Dataset entries:
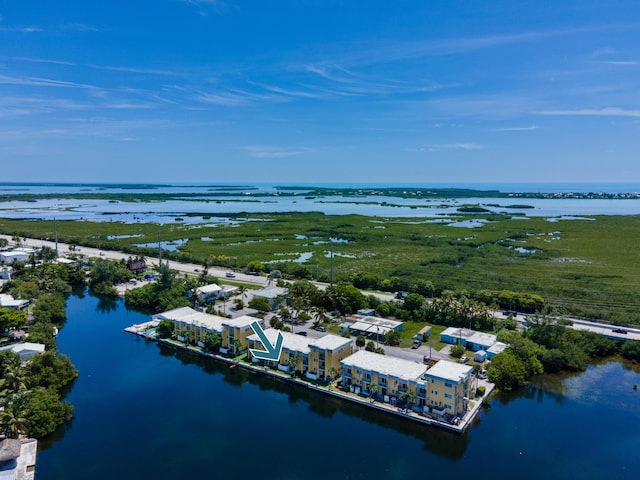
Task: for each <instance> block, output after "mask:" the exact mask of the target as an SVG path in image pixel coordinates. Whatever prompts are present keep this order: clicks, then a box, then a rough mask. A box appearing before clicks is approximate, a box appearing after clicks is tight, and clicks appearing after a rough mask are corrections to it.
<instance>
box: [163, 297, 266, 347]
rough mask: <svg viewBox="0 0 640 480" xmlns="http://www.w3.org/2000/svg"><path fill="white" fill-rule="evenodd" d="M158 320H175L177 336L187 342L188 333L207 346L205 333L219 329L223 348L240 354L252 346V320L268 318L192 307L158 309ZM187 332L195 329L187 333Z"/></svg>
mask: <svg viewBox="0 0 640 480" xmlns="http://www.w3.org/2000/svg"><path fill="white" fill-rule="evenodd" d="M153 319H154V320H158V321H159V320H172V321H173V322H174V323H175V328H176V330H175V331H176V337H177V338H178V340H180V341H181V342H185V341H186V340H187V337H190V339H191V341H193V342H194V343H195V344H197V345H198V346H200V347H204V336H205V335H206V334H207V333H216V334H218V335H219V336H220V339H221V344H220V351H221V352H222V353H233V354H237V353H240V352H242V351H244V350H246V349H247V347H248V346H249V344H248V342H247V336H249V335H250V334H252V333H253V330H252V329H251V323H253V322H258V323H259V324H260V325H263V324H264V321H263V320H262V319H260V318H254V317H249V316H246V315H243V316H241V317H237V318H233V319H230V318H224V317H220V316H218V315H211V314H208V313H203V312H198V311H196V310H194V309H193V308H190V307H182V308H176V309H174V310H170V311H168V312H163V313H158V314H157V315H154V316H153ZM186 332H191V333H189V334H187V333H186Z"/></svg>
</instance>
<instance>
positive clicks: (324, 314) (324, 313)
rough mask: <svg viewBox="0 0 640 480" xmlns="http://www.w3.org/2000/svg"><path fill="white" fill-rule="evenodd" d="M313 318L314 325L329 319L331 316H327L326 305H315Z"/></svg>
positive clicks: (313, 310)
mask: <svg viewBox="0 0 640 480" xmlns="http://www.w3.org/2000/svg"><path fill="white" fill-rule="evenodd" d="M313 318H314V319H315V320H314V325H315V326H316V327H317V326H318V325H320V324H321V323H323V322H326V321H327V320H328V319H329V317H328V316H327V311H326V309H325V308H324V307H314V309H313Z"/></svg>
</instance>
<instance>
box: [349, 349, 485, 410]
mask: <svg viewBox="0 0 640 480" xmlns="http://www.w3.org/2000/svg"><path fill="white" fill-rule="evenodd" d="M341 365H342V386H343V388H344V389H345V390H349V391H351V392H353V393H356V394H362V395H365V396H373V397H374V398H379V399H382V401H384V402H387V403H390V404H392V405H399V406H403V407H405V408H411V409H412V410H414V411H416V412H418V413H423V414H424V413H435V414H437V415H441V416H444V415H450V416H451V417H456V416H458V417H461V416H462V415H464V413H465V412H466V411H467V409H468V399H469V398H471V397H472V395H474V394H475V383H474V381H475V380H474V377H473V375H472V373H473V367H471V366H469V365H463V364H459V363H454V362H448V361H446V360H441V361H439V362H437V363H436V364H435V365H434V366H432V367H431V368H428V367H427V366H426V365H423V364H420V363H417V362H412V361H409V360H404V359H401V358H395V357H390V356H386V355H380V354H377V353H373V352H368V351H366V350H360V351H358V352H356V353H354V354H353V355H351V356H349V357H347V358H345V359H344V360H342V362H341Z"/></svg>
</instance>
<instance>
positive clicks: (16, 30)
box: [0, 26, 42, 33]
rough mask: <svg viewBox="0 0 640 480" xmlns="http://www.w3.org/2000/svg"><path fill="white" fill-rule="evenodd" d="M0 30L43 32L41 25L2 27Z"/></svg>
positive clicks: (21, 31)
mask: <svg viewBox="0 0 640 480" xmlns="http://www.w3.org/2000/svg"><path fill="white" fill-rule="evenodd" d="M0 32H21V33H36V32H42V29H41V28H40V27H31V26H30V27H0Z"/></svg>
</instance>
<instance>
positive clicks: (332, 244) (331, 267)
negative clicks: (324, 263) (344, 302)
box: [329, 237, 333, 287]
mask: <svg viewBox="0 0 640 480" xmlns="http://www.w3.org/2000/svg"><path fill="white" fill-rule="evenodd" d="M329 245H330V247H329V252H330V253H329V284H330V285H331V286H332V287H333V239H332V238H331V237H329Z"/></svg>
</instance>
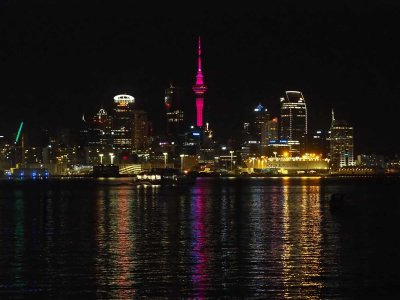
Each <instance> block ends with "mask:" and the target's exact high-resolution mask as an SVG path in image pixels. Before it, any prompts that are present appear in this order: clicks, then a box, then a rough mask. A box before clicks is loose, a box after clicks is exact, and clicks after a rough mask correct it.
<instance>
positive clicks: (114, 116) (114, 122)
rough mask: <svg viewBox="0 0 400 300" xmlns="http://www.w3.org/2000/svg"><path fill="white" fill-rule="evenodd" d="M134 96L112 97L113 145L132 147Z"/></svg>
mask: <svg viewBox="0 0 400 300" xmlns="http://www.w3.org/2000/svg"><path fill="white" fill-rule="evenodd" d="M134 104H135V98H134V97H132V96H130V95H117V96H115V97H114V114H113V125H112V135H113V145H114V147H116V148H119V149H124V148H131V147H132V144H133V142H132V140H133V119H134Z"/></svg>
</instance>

• _Exercise_: Rewrite all of the data above, changing every "positive clicks" to "foreground clicks" and keeping everything else the same. Leave the pictures out.

• _Response box_:
Task: for each <instance> block, output after "mask:" the exact mask of the target as an SVG path in image pixel coordinates. Whatever prompts are present keep this order: clicks, then a box, then a rough mask. A box appearing before clicks is approximate, a box appearing after clicks is tight, and clicks appearing after a rough mask are corrections to it.
<instance>
box: [163, 297, 266, 347]
rough mask: <svg viewBox="0 0 640 480" xmlns="http://www.w3.org/2000/svg"><path fill="white" fill-rule="evenodd" d="M158 320H175L177 336L187 342L188 333L207 346L205 333L219 329L223 348L240 354L252 346V320L268 318L192 307L158 309ZM187 332L195 329L187 333Z"/></svg>
mask: <svg viewBox="0 0 640 480" xmlns="http://www.w3.org/2000/svg"><path fill="white" fill-rule="evenodd" d="M153 319H154V320H158V321H159V320H172V321H173V322H174V323H175V328H176V330H175V331H176V337H177V338H178V340H180V341H181V342H185V341H186V340H187V337H190V339H191V341H193V342H194V343H195V344H197V345H198V346H200V347H204V336H205V335H206V334H207V333H216V334H218V335H219V336H220V339H221V344H220V351H221V352H222V353H233V354H237V353H240V352H242V351H244V350H246V349H247V347H248V346H249V344H248V342H247V336H249V335H250V334H252V333H253V330H252V329H251V323H253V322H258V323H259V324H260V325H263V324H264V321H263V320H262V319H260V318H254V317H249V316H246V315H243V316H241V317H237V318H233V319H230V318H224V317H220V316H218V315H211V314H208V313H203V312H198V311H196V310H194V309H193V308H190V307H182V308H176V309H174V310H170V311H168V312H163V313H158V314H157V315H154V316H153ZM186 332H191V333H189V334H187V333H186Z"/></svg>
</instance>
<instance>
foreground clicks: (324, 314) (324, 313)
rough mask: <svg viewBox="0 0 640 480" xmlns="http://www.w3.org/2000/svg"><path fill="white" fill-rule="evenodd" d="M313 318L314 325L329 319L331 316H327L326 305H315Z"/></svg>
foreground clicks: (313, 310)
mask: <svg viewBox="0 0 640 480" xmlns="http://www.w3.org/2000/svg"><path fill="white" fill-rule="evenodd" d="M313 318H314V319H315V320H314V325H315V326H316V327H317V326H318V325H320V324H321V323H323V322H326V321H327V320H328V319H329V317H328V316H327V311H326V309H325V308H324V307H314V309H313Z"/></svg>
</instance>
<instance>
box: [349, 349, 485, 410]
mask: <svg viewBox="0 0 640 480" xmlns="http://www.w3.org/2000/svg"><path fill="white" fill-rule="evenodd" d="M341 365H342V386H343V388H344V389H345V390H349V391H351V392H353V393H356V394H362V395H365V396H373V397H374V398H379V399H382V401H384V402H387V403H390V404H392V405H399V406H403V407H405V408H411V409H412V410H414V411H416V412H418V413H423V414H424V413H435V414H437V415H441V416H444V415H450V416H451V417H456V416H458V417H461V416H462V415H464V413H465V412H466V411H467V409H468V399H469V398H471V397H472V395H474V394H475V383H474V381H475V380H474V377H473V375H472V373H473V367H471V366H469V365H463V364H459V363H454V362H448V361H446V360H441V361H439V362H437V363H436V364H435V365H434V366H432V367H431V368H428V367H427V366H426V365H423V364H420V363H417V362H412V361H409V360H404V359H401V358H395V357H390V356H386V355H380V354H377V353H373V352H368V351H366V350H360V351H358V352H356V353H354V354H353V355H351V356H349V357H347V358H345V359H344V360H342V362H341Z"/></svg>
</instance>
<instance>
foreground clicks: (16, 30)
box: [0, 26, 42, 33]
rough mask: <svg viewBox="0 0 640 480" xmlns="http://www.w3.org/2000/svg"><path fill="white" fill-rule="evenodd" d="M0 30L43 32L41 25L2 27Z"/></svg>
foreground clicks: (21, 31)
mask: <svg viewBox="0 0 640 480" xmlns="http://www.w3.org/2000/svg"><path fill="white" fill-rule="evenodd" d="M0 32H21V33H36V32H42V29H41V28H40V27H31V26H30V27H0Z"/></svg>
</instance>
<instance>
foreground clicks: (332, 244) (331, 267)
negative clicks: (324, 263) (344, 302)
box: [329, 237, 333, 287]
mask: <svg viewBox="0 0 640 480" xmlns="http://www.w3.org/2000/svg"><path fill="white" fill-rule="evenodd" d="M329 245H330V247H329V252H330V253H329V284H330V285H331V286H332V287H333V239H332V238H331V237H329Z"/></svg>
</instance>
Each <instance> block ends with "mask:" and the target's exact high-resolution mask as an SVG path in image pixels. Before it, any prompts that are present appear in this order: clicks, then a box, then a rough mask. A box before clicks is loose, a box after clicks is exact, and clicks after a rough mask correct it.
<instance>
foreground clicks: (114, 116) (114, 122)
rough mask: <svg viewBox="0 0 400 300" xmlns="http://www.w3.org/2000/svg"><path fill="white" fill-rule="evenodd" d="M134 96L112 97L113 145L132 147Z"/></svg>
mask: <svg viewBox="0 0 400 300" xmlns="http://www.w3.org/2000/svg"><path fill="white" fill-rule="evenodd" d="M134 104H135V98H134V97H132V96H130V95H117V96H115V97H114V114H113V125H112V135H113V145H114V147H116V148H119V149H124V148H131V147H132V144H133V142H132V140H133V119H134Z"/></svg>
</instance>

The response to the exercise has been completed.